Énoncé du problème 1:
Selon la critique de Mutafukaz, en quelle année la série a-t-elle été découverte ?
Énoncé du problème 2:
Poursuivez, s'il vous plaît, la critique de Mutafukaz à partir de sa dernière phrase.

Attendre la conclusion d'une série pour l'aviser ensuite dans son ensemble n'est pas toujours chose aisée. En effet, pour qui aime partager sa passion, il est toujours tentant de faire savoir immédiatement quels sont ses derniers coups de cœur en matière de découverte littéraire.
Toutefois, la patience a souvent du bon et ce n'est pas le cas de Mutafukaz qui me contredira sur ce point.


En effet, lorsque j'ai découvert cette série en 2007 j'ai été immédiatement bluffé. Dans un registre similaire à ce qui a été fait par Tarantino et Rodriguez avec Grindhouse, Run reprend beaucoup de concepts classiques des récits "stéréotypés" et en fait un titre aussi loufoque que brillant. Nazis, sociétés secrètes, crânes de cristal, chevaliers de l'apocalypse, trous noirs de poche, etc. ; les premiers tomes offrent un véritable déluge d'éléments aussi improbables que populaires.
La forme en prend également pour son grade. Ainsi, la qualité du papier et l'impression sont parfois changeant au sein d'un même volume. De la même manière, tous les chapitres ne sont pas colorisés ou mis en page de façon uniforme. Il peut donc arriver que du noir et blanc (façon manga) vient interrompre de belles pages en couleur sur papier glacé ou que certains passages soient carrément en 3D !


Bref, ce ras de marrée d'idées est tel qu'à mon avis, les opinions seront tranchés dès les premiers tomes. Mutafukaz n'est pas le genre de série qui cherche à baigner dans le confort des recettes à succès préétablies. Ici, l'auteur à ses idées et les exploitent à fond.


Personnellement j'apprécie ce "jusqu'au-boutisme". C'est, à mon sens, ce qui fait la différence entre une parodie quelconque destinée à surfer sur une mode et une œuvre véritablement pensée. Car si vous croyez que tous les éléments précités ne font que s'entasser pour donner à l’œuvre un aspect simplement burlesque : que nenni ! Ce qui rend Mutafukaz aussi attachant c'est qu'il propose une histoire intéressante qui, sans être exceptionnelle ou révolutionnaire, suffit à donner l'envie d'en lire davantage. Les premiers tomes sont d'ailleurs très bien rythmés ce qui facilite encore plus l'immersion du lecteur.

Jeu d'enregistrements:
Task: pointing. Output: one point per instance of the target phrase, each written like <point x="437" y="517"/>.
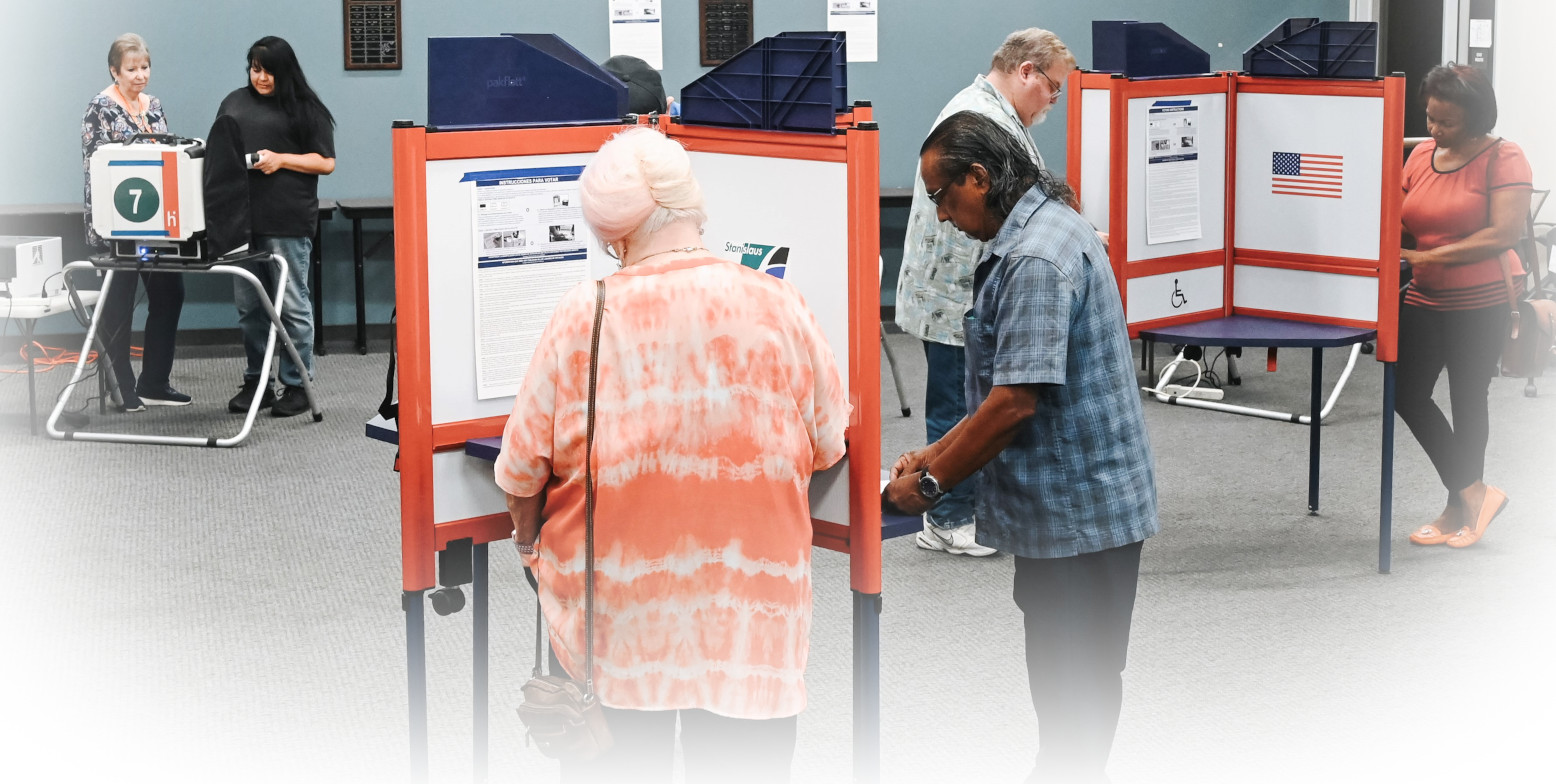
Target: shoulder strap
<point x="588" y="512"/>
<point x="588" y="497"/>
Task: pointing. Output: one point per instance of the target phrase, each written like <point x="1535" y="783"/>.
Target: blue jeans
<point x="296" y="308"/>
<point x="945" y="405"/>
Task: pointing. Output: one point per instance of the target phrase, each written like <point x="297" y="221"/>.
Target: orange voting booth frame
<point x="450" y="549"/>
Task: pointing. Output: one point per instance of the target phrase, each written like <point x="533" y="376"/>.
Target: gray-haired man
<point x="935" y="287"/>
<point x="1055" y="439"/>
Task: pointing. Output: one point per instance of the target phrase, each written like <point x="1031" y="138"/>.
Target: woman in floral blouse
<point x="117" y="114"/>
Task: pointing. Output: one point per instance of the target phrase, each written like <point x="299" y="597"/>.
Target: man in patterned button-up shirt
<point x="935" y="287"/>
<point x="1054" y="437"/>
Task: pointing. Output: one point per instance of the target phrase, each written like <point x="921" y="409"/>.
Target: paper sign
<point x="1172" y="171"/>
<point x="858" y="19"/>
<point x="529" y="249"/>
<point x="637" y="30"/>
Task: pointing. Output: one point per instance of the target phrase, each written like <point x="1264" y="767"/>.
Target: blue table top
<point x="1253" y="330"/>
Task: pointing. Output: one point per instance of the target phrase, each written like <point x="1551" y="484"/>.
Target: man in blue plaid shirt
<point x="1054" y="437"/>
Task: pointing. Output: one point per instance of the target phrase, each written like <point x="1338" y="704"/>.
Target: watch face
<point x="928" y="486"/>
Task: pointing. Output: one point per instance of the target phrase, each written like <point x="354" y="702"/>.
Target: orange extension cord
<point x="49" y="358"/>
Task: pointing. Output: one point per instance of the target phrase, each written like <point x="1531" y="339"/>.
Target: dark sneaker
<point x="245" y="397"/>
<point x="131" y="403"/>
<point x="164" y="397"/>
<point x="291" y="402"/>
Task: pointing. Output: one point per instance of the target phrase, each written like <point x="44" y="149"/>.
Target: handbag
<point x="1531" y="327"/>
<point x="562" y="716"/>
<point x="1531" y="330"/>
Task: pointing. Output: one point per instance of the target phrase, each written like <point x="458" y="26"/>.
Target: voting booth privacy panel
<point x="492" y="235"/>
<point x="1231" y="195"/>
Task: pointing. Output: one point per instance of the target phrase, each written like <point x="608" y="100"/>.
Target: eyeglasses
<point x="1055" y="87"/>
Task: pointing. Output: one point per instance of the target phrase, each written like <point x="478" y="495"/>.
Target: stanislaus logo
<point x="763" y="259"/>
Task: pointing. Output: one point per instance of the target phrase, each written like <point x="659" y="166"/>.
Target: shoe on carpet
<point x="291" y="402"/>
<point x="164" y="397"/>
<point x="245" y="397"/>
<point x="957" y="542"/>
<point x="129" y="403"/>
<point x="1496" y="501"/>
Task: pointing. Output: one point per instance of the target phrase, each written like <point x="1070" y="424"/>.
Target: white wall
<point x="1524" y="69"/>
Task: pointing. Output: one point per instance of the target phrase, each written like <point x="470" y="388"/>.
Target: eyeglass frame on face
<point x="1055" y="89"/>
<point x="940" y="193"/>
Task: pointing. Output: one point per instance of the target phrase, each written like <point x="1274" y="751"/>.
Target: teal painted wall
<point x="55" y="61"/>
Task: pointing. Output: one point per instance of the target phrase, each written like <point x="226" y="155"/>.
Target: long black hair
<point x="291" y="87"/>
<point x="968" y="137"/>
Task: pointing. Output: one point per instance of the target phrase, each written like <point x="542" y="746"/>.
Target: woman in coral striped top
<point x="1466" y="204"/>
<point x="718" y="397"/>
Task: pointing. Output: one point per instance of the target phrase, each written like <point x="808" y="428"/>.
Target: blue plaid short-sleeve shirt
<point x="1079" y="476"/>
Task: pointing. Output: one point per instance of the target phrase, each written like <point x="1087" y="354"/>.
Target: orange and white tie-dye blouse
<point x="718" y="397"/>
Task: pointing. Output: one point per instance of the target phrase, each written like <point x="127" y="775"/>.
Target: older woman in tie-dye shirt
<point x="718" y="397"/>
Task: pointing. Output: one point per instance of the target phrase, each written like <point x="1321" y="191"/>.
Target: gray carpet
<point x="234" y="615"/>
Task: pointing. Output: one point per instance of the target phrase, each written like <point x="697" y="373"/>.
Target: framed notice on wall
<point x="724" y="28"/>
<point x="372" y="35"/>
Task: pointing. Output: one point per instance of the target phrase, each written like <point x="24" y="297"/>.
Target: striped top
<point x="1444" y="207"/>
<point x="718" y="397"/>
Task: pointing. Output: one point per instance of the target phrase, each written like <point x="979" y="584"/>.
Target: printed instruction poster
<point x="637" y="28"/>
<point x="1172" y="171"/>
<point x="529" y="249"/>
<point x="856" y="17"/>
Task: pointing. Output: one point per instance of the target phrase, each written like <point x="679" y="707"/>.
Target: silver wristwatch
<point x="929" y="487"/>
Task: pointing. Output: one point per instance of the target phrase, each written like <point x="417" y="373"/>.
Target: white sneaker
<point x="957" y="542"/>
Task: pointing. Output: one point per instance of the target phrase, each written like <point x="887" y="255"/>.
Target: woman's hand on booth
<point x="308" y="164"/>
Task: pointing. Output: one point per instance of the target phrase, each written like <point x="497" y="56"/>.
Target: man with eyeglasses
<point x="1055" y="439"/>
<point x="935" y="287"/>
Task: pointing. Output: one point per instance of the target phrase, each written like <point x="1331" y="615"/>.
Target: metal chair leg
<point x="897" y="377"/>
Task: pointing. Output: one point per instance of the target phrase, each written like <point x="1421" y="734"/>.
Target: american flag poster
<point x="1307" y="175"/>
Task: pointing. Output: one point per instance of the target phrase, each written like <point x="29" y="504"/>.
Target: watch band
<point x="929" y="487"/>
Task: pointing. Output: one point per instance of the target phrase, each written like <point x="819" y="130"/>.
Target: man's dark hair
<point x="968" y="137"/>
<point x="1469" y="89"/>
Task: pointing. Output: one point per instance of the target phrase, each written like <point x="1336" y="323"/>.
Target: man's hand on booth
<point x="901" y="495"/>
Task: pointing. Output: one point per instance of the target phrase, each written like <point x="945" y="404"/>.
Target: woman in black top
<point x="117" y="114"/>
<point x="287" y="125"/>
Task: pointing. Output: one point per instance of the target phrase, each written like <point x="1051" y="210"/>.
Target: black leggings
<point x="1468" y="344"/>
<point x="164" y="305"/>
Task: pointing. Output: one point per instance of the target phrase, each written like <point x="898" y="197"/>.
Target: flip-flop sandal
<point x="1496" y="501"/>
<point x="1429" y="534"/>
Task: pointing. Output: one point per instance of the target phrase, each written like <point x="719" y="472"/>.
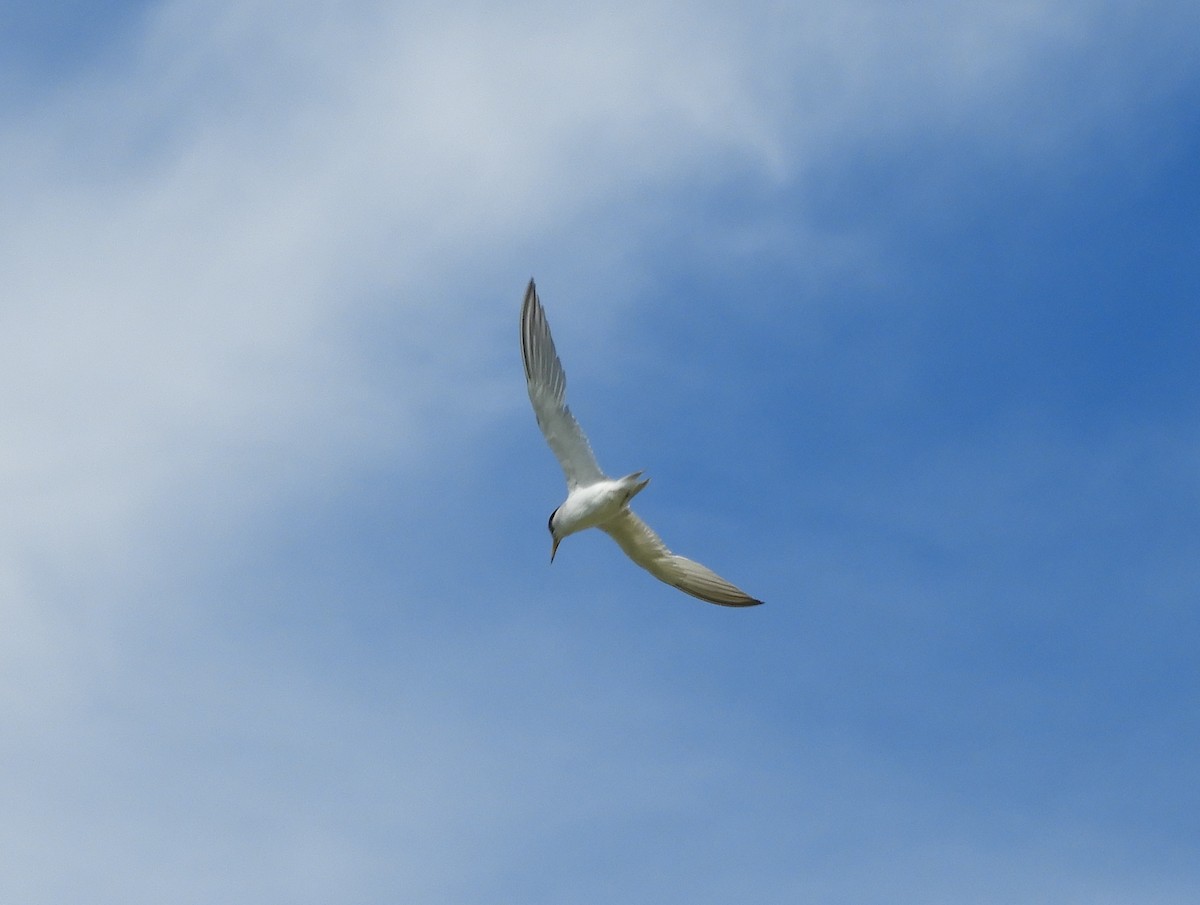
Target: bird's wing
<point x="547" y="393"/>
<point x="646" y="549"/>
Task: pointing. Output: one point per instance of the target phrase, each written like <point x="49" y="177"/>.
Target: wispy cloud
<point x="262" y="269"/>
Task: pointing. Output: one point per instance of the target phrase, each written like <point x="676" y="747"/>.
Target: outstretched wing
<point x="547" y="393"/>
<point x="646" y="549"/>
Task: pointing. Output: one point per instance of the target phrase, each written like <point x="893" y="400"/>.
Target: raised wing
<point x="547" y="393"/>
<point x="646" y="549"/>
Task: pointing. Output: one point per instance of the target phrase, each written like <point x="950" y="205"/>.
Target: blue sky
<point x="895" y="304"/>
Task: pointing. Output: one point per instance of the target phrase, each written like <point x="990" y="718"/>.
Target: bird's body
<point x="593" y="498"/>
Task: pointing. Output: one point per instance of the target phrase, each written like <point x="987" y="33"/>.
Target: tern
<point x="593" y="498"/>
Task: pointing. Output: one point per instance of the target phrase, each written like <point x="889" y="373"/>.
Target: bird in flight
<point x="593" y="498"/>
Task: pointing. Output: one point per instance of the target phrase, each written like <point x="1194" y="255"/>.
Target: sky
<point x="897" y="305"/>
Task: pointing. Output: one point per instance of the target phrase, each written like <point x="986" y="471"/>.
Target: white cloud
<point x="202" y="244"/>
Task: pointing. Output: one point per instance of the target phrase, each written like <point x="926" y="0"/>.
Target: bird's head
<point x="555" y="535"/>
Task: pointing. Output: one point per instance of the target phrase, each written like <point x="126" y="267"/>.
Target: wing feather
<point x="547" y="393"/>
<point x="646" y="549"/>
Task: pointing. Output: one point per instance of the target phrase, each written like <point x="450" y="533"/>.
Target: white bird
<point x="593" y="498"/>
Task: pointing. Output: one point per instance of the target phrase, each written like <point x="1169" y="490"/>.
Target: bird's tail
<point x="633" y="486"/>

Réponse attendue 1:
En 2007.

Réponse attendue 2:
En définitive, jusqu'au tome 5, je n'ai rien à reprocher à cette série.

Sauf que, voilà, il a fallut que l'appât du gain s'en mêle. Initialement prévue en 4 tomes, la série n'a eu de cesse de s'allonger. D'abord avec un tome 0 qui sert de préquel ; après tout, pourquoi pas car, dans le fond, l'histoire s'y prête plutôt bien. Puis au travers d'une conclusion étalée sur deux volumes : les tomes 4 et 5. Et ça par contre, c'est clairement la goutte de trop.

Car si le tome 4 est très correct, le tome 5 est une déception à tout point de vue. S'il fallait le résumer je dirais qu'il est composé au 3/4 de combats qui trainent sans autres raisons que celle de remplir des pages et pour 1/4 de passages creux totalement inutiles. L'auteur a complètement quitté le navire et il n'y a qu'à lire ses éditos pour se rendre compte que toute son attention a été portée sur l'adaptation animée de la série.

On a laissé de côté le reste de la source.